### [Required task]
Can you update the lines below so that "bare tree" becomes "leafless tree", with everything else left the same?

### [Records to process]
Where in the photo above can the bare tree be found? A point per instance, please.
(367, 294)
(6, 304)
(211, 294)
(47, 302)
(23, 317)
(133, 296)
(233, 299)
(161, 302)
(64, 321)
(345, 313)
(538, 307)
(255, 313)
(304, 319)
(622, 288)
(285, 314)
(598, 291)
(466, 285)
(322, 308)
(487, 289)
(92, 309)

### [Expected answer]
Where in the photo above can the leafless tree be found? A point per instance, please.
(367, 294)
(6, 304)
(211, 294)
(47, 302)
(23, 317)
(133, 296)
(233, 299)
(161, 302)
(64, 321)
(345, 313)
(538, 307)
(255, 313)
(304, 319)
(622, 288)
(285, 314)
(598, 291)
(466, 285)
(322, 308)
(487, 289)
(92, 309)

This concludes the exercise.